• _Your objective_: Each record below should be reproduced as it is written, with pictures left out entirely.

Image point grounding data
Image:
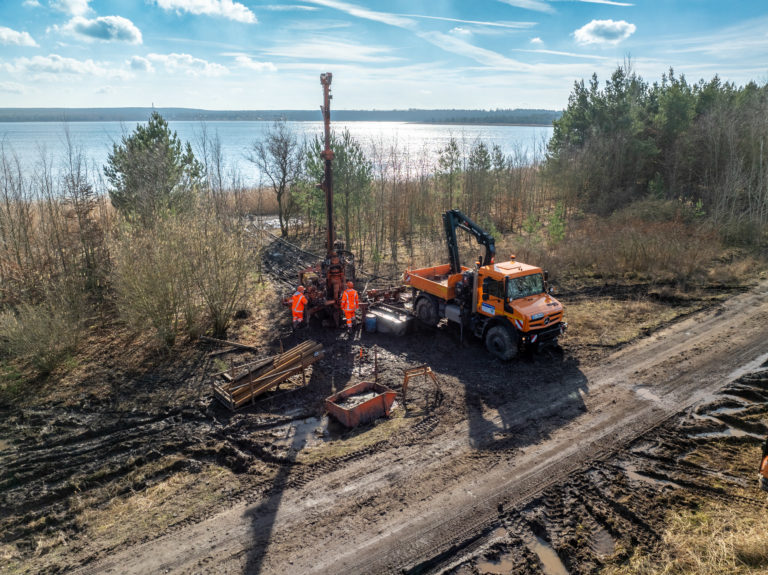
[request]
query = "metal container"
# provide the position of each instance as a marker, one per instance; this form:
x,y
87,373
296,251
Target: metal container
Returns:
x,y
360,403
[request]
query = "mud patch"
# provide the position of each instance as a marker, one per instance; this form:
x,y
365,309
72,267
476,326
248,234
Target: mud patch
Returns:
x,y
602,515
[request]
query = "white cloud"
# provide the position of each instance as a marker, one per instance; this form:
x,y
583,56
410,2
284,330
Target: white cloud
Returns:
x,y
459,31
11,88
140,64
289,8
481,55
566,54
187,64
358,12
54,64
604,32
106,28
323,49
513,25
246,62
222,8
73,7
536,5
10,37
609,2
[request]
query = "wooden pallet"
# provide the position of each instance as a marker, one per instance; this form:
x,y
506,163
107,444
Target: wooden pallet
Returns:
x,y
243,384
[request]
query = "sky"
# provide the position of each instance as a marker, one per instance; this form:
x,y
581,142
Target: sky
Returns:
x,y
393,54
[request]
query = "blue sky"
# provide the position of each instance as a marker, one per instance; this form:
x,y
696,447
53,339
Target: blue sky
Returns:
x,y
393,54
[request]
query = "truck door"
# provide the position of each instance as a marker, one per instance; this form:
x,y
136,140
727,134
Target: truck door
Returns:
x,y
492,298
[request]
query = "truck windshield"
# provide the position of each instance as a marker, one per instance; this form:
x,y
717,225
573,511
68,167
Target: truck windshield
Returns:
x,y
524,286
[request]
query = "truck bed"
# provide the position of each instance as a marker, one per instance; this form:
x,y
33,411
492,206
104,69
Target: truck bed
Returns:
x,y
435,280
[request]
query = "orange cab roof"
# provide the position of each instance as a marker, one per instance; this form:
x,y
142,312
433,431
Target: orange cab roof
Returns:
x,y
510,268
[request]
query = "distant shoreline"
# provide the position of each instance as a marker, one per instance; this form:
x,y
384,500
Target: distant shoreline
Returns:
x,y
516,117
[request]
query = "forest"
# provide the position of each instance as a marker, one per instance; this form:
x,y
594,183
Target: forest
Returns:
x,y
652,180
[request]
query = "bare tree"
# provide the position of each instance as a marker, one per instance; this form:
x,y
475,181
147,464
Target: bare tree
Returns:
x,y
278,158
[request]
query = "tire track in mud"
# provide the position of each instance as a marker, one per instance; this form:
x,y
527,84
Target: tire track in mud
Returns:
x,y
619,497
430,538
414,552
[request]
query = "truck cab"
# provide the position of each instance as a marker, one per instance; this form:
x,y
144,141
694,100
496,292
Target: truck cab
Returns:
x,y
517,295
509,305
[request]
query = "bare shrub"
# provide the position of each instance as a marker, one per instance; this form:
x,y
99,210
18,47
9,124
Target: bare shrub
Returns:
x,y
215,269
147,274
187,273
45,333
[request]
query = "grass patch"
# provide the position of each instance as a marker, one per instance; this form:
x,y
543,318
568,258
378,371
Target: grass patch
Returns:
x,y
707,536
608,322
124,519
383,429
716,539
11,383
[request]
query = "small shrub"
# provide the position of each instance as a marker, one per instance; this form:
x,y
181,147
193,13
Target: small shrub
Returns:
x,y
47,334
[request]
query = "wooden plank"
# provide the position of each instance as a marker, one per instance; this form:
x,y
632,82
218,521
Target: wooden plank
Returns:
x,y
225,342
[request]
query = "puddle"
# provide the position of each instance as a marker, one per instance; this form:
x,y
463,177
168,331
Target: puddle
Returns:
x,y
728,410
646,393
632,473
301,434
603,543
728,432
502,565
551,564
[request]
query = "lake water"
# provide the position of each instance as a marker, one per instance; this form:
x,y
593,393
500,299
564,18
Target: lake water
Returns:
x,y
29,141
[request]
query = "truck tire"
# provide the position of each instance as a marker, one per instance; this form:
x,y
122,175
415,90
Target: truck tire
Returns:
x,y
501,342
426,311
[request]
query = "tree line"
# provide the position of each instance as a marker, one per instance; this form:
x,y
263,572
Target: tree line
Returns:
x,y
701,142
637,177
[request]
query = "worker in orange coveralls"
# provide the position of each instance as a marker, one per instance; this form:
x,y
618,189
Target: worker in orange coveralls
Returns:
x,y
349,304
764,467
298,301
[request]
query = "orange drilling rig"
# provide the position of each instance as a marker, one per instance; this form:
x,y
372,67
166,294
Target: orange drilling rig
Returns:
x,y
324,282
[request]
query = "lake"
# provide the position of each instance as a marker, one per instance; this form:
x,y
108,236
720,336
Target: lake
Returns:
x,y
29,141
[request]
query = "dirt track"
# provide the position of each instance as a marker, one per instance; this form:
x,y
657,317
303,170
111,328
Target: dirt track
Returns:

• _Result of this task_:
Image:
[request]
query = "metal container"
# provide the position of each instance as a marker, one per instance; this form:
x,y
87,373
296,251
Target: metal container
Returns:
x,y
360,403
[request]
query = "mud patch"
# provide the position of each instance as a marker, one per instance; this form:
x,y
365,309
72,267
476,326
248,234
Target: mud patch
Returns:
x,y
602,515
[request]
query = "white cloud"
# provide the position of each instance as a marker, one per instance; this form:
x,y
583,56
410,2
284,330
Target: white cloud
Returns:
x,y
459,31
11,88
140,64
289,8
481,55
566,54
187,64
358,12
54,64
604,32
106,28
323,49
513,25
246,62
222,8
73,7
536,5
10,37
609,2
[request]
query = "wooden pallet"
# provide the position of each instance as a marker, one per instance; this form:
x,y
506,163
107,444
Target: wooden pallet
Returns:
x,y
243,384
[request]
query = "sky"
# provide the position of each instance as a marker, one per instance; this form:
x,y
581,142
Target: sky
Returns:
x,y
393,54
[request]
query = "blue sky"
# provide the position of each instance as a marker, one per instance; this form:
x,y
696,447
53,339
Target: blue sky
Returns:
x,y
393,54
[request]
query = "truck door"
# provide the position of each instance as a marker, one per instance; this form:
x,y
136,140
727,134
Target: truck door
Returns:
x,y
492,298
[request]
query = "truck windshield"
# provide the position of each instance as a marker, one per instance; this form:
x,y
717,225
573,511
68,167
Target: truck windshield
Returns:
x,y
524,286
[request]
query = "truck bed"
# provide the position of each instance as a marker, one per instance; this form:
x,y
33,411
492,206
104,69
Target: truck bed
Returns:
x,y
435,280
[request]
query = "orange cab roof"
# provide the position of each instance as a marker, one per instance; this form:
x,y
142,312
433,431
Target: orange cab roof
Returns:
x,y
510,268
[request]
query = "distant shoreline"
# provide the position of each instance as a marker, one per instance; this form:
x,y
384,500
Target: distant shoreline
Returns:
x,y
516,117
[request]
query = "forest"
# provide the position of each instance as a marker, one per instance; this form:
x,y
594,183
Target: forest
Returns:
x,y
652,180
[request]
query = "bare tree"
# provide the position of each instance as a marker, one per instance; this form:
x,y
475,181
147,464
Target: bare tree
Returns:
x,y
278,158
[request]
query = "tire track in mud"
# provide the position of each instance as a marker, one per instance; this form:
x,y
527,84
Target: tire track in mud
Returns:
x,y
619,497
430,538
414,552
[request]
query = "truck cab"
# provide the position of each instance as a marker, one per instance; this form:
x,y
144,141
694,100
496,292
Target: truck cab
Returns:
x,y
517,295
509,305
[request]
query = "bare shrub"
# provide the position of each instance as a marker, one per instance; this form:
x,y
99,210
18,47
9,124
Target: bare shrub
Returns:
x,y
215,269
147,274
187,273
45,333
[request]
query = "grass patch"
# provide the position of each instance as a marker, one per instance; this form:
x,y
543,318
568,258
378,371
Target: grass patch
Returns:
x,y
707,536
608,322
124,519
383,429
716,539
11,383
[request]
query = "small shrub"
# provide the position of each instance as a marker, one per instance; this form:
x,y
181,147
193,13
Target: small shrub
Returns:
x,y
47,334
[request]
query = "wooden plank"
# provide the position of each instance as a marker, one per instance; this form:
x,y
632,82
218,521
Target: wooden plank
Returns:
x,y
225,342
[request]
query = "puddle"
# provide the position of each instance as a marker, one per instance; this form:
x,y
463,177
168,331
Target: puddle
Returns:
x,y
728,410
646,393
632,473
301,434
603,543
728,432
502,565
551,564
[request]
query = "lake water"
# provide the position of each instance as a marker, one per instance; this form:
x,y
593,393
500,299
564,18
Target: lake water
Returns:
x,y
29,141
[request]
query = "truck tire"
# provide the position of each instance as a marker, one per instance; this form:
x,y
122,175
415,90
Target: truck tire
Returns:
x,y
501,342
426,311
[request]
query = "tree line"
# provide the position of each instance as a marker, one per instance; this form:
x,y
263,572
Target: tree line
Returns:
x,y
701,142
637,177
[request]
query = "worker in orange coveralls"
# provide the position of each instance as a marker, one per instance; this form:
x,y
618,189
Target: worker in orange coveralls
Returns:
x,y
349,304
764,467
298,301
[request]
query = "orange drilling rig"
# provide the position of each instance as a marker, one per instance; this form:
x,y
372,67
166,294
Target: orange drilling rig
Returns:
x,y
324,282
[request]
query = "lake"
# provide the position of each instance as a marker, one per instance; this form:
x,y
108,236
720,336
Target: lake
Returns:
x,y
29,141
[request]
query = "dirt track"
# provide the position of each instance as a marker, one per instance; this form:
x,y
657,317
303,170
111,328
Target: dirt track
Returns:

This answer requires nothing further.